* _Exercise objective_
Pull out the items word for word, starting at their very first line and ending at the line that contains "positive clicks: (240, 97)", with both of those lines included.

* _Records supplied_
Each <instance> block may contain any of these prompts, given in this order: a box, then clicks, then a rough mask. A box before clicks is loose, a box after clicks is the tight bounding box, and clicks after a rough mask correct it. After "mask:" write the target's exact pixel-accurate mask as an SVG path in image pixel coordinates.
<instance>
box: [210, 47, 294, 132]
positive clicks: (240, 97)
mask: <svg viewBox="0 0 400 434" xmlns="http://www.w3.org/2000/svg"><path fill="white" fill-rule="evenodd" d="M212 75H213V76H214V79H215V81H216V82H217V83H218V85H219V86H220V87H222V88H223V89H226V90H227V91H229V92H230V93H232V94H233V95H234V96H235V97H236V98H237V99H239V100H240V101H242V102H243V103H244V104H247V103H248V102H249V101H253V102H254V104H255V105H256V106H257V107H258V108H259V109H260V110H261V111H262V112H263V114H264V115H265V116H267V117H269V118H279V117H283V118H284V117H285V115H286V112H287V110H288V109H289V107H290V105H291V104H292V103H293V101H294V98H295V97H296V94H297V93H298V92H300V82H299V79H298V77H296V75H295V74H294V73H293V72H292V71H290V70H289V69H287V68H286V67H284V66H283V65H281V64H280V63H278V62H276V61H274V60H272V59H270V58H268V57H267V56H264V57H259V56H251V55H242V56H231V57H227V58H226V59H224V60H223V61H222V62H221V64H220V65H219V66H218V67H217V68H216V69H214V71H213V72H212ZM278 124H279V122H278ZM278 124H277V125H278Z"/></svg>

* _Written response_
Each <instance> block may contain any of these prompts, given in this order: a box, then clicks, then a rough mask. A box before clicks is loose, a box after clicks is the tight bounding box, and clicks after a rough mask correct it. After "mask:" write the target's exact pixel-accurate mask as an SVG path in image pixel coordinates.
<instance>
box: [210, 47, 294, 132]
positive clicks: (240, 97)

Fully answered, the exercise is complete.